• DIRECTIVE:
Rewrite the records starting at the very beginning and ending at the line that contains "x=90, y=104", swapping "lake" for "pond" and keeping everything else the same. Leave the pictures out of your answer.

* begin THE RECORDS *

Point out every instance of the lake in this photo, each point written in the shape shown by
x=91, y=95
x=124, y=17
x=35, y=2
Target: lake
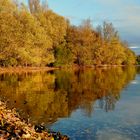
x=90, y=104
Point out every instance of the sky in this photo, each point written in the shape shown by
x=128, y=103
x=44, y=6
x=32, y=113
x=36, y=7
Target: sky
x=124, y=14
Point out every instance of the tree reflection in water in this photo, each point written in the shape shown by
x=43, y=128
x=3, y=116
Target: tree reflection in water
x=47, y=96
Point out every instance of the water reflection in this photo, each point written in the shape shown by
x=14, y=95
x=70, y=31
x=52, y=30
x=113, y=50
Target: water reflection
x=47, y=96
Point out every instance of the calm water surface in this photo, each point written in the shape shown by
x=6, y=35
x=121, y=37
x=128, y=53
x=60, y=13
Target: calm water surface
x=99, y=104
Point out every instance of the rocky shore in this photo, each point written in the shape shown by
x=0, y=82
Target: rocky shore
x=13, y=127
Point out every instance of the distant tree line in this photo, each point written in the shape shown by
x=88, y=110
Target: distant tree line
x=34, y=35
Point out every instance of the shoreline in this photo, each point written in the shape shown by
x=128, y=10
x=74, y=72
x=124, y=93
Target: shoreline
x=43, y=69
x=12, y=126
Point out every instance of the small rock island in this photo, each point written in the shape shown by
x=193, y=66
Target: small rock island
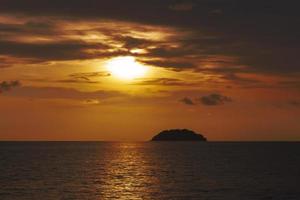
x=178, y=135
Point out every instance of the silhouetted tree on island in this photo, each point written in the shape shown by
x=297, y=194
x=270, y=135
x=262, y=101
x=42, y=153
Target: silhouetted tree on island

* end THE RECORDS *

• FULL RESPONSE:
Point out every instance of the pond in this photo, each point written in the shape shown by
x=91, y=95
x=124, y=17
x=35, y=2
Target: pond
x=90, y=104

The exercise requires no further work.